> Set tasks:
(a) From the episode review, write out the passage starting with "Rushdie and Banks" and going on through "the episode’s chances.".
(b) Answer these questions from the episode review, one per line, marked (i), (ii), (iii) like the questions:
(i) What does Banks compare the missing girl's situation to?
(ii) Who plays the restaurant manager?
(iii) What is the cop arriving to arrest Larry for?
(c) Please rewrite the paragraph of the episode review that begins "Rushdie and Banks are obviously" as a short list, keeping its main facts.

> Passage to read:
-- start --
Like Rushdie, Banks is another guest star in the episode who elevates the entire experience just through her presence alone. “Appearing in Curb Your Enthusiasm As Yourself” fame seems to be the exact kind of fame that Banks has always striven for and her excitement is apparent. For as unpleasant as Larry’s initial disinterest in the safety of a missing girl is, somehow it’s equally as funny when Banks dismissively compares the situation to the time she lost her cat. Comedy, man. It makes no sense.

The best part of “A Disturbance in the Kitchen,” however, is the aforementioned disturbance in the kitchen. Curb Your Enthusiasm excels at two things, both of which are abundant in this episode: comedic continuity and repeating a gag just often enough. The continuity comes into play with smaller things like Swat continuing to live with Larry and Larry’s ridiculous fatwa disguise. The overly-diplomatic and political restaurant manager is a prime example of Curb knowing exactly how often to go back to a joke.

Rushdie and Banks are obviously the big guest stars here but Rich Fulcher as the restaurant manager absolutely makes this episode. His steadfast refusal to answer anything whether it be what caused a disturbance in the kitchen to the color of his tie is hilarious. And his accidental stonewalling of the cop when he arrives to arrest Larry for dinging his cop car fits in nicely into an ending that pretty shrewdly combines a lot of disparate threads.

In fact the end of “A Disturbance in the Kitchen,” might be the most complete and logical of the new season yet. It’s only the beginning’s inability to find the right tone that sinks the rest of the episode’s chances.
-- end --
> Given data:
-- start --
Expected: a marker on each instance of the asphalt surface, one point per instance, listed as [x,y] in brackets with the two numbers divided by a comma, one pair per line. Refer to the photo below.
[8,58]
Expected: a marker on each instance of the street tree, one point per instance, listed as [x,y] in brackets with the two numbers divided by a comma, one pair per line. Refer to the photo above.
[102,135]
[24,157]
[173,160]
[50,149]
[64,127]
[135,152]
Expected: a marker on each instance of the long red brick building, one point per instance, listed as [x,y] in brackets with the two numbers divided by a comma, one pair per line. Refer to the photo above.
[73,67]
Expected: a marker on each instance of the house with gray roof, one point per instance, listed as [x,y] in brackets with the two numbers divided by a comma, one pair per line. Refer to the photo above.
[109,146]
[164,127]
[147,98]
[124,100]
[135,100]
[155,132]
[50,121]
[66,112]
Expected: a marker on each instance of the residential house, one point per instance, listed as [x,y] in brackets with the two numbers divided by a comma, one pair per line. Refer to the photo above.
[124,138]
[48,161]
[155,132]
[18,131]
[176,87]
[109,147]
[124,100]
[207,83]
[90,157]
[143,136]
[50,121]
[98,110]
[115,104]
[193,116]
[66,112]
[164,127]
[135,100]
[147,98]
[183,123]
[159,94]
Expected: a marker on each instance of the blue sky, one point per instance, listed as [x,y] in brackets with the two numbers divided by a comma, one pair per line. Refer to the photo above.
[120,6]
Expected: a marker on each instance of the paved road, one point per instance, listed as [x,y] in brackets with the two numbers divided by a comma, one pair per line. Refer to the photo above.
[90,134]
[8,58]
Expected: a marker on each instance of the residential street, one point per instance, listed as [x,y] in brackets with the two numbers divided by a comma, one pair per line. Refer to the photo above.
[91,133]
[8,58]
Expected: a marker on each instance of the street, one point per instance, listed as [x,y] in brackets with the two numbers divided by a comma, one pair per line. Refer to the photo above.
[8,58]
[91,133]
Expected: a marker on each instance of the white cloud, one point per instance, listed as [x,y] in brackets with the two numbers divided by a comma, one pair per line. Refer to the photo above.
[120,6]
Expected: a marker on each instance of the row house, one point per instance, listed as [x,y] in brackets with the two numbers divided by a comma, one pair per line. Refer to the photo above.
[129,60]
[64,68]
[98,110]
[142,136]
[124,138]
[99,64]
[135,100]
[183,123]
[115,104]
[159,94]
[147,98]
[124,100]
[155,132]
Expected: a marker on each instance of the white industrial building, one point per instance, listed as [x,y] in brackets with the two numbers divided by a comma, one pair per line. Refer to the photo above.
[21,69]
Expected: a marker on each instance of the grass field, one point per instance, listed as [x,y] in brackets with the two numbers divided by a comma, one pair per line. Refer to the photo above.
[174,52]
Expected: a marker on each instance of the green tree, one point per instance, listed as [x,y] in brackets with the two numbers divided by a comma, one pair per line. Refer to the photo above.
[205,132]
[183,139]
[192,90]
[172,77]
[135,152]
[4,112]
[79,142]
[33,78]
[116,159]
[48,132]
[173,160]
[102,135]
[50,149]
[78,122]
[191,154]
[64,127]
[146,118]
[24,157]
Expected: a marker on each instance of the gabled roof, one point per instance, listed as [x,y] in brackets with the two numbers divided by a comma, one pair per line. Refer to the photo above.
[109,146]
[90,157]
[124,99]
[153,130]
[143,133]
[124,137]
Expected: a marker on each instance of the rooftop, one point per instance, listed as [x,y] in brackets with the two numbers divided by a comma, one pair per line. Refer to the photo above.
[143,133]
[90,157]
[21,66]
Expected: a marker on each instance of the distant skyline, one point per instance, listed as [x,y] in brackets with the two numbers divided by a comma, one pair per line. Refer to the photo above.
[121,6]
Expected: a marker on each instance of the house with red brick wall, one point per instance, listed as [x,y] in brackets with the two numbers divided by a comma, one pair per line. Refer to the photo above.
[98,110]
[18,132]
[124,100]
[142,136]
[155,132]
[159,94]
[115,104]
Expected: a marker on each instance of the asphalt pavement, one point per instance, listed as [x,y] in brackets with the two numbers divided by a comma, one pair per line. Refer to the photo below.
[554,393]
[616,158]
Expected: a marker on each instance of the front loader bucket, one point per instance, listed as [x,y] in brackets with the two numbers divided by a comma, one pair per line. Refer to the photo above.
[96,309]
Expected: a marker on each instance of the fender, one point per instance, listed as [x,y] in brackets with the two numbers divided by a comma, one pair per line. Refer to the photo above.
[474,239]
-- end --
> Answer list:
(a)
Rushdie and Banks are obviously the big guest stars here but Rich Fulcher as the restaurant manager absolutely makes this episode. His steadfast refusal to answer anything whether it be what caused a disturbance in the kitchen to the color of his tie is hilarious. And his accidental stonewalling of the cop when he arrives to arrest Larry for dinging his cop car fits in nicely into an ending that pretty shrewdly combines a lot of disparate threads.

In fact the end of “A Disturbance in the Kitchen,” might be the most complete and logical of the new season yet. It’s only the beginning’s inability to find the right tone that sinks the rest of the episode’s chances.

(b)
(i) The time she lost her cat.
(ii) Rich Fulcher.
(iii) Dinging his cop car.

(c)
- Rushdie and Banks are the big guest stars, but Rich Fulcher as the restaurant manager makes the episode.
- The manager refuses to answer anything, from what caused a disturbance in the kitchen to the color of his tie.
- He accidentally stonewalls the cop who comes to arrest Larry for dinging his cop car. This fits into an ending that shrewdly combines many disparate threads.